## Vorliegender Text
WOCHENBLATT-Interview mit Nico Dmeiri von der Arbeitsagentur
Arbeit ist sein Geschäft
Stockach. Wahlwies trifft Stockach. Nico Dmeiri wurde in dem Ortsteil geboren, besuchte dort die Waldorfschule, bevor er an die Realschule der Kernstadt wechselte. Nach der Mittleren Reife folgten ein Jahr am Berufskolleg Wirtschaft I am Berufsschulzentrum vor Ort und eine Ausbildung zum Fachangestellten für Arbeitsförderung, heute Fachangestellter für Arbeitsmarktdienstleistungen. Danach durchlief er verschiedene Stationen bei der Arbeitsagentur, auch als Arbeitsvermittler und Berufsberater, und zuletzt war er als Geschäftsstellenleiter in Friedrichshafen tätig. Nun kehrt der 35-jährige Vater eines Sohnes zu seinen lokalen Wurzeln zurück: Seit 1. September ist er der neue Leiter der Arbeitsagentur im Rathaus in der Adenauerstraße in Stockach. Ein Gespräch mit ihm zu Arbeitsmarkt, Anstößen und Antrieben.
WOCHENBLATT: Von Friedrichshafen in Stockachs ländliche Ruhe. War das ein Kulturschock?

## Aufgabenstellung
Stimmen die Aussagen (a), (b) und (c) mit dem Text über Nico Dmeiri überein? Antworten Sie jeweils mit Ja oder Nein und zitieren Sie die entscheidenden Worte des Textes wörtlich.
(a) Nico Dmeiri besuchte in Wahlwies die Waldorfschule.
(b) Vor seinem Wechsel war er als Geschäftsstellenleiter in Stockach tätig.
(c) Er leitet die Arbeitsagentur in Stockach seit dem 1. Oktober.

## Quellenauszug
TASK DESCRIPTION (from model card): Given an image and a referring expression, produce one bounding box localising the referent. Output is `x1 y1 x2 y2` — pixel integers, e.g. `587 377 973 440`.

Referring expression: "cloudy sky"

## Ergebnis
(a) Ja: „Nico Dmeiri wurde in dem Ortsteil geboren, besuchte dort die Waldorfschule“
(b) Nein: „zuletzt war er als Geschäftsstellenleiter in Friedrichshafen tätig“
(c) Nein: „Seit 1. September ist er der neue Leiter der Arbeitsagentur“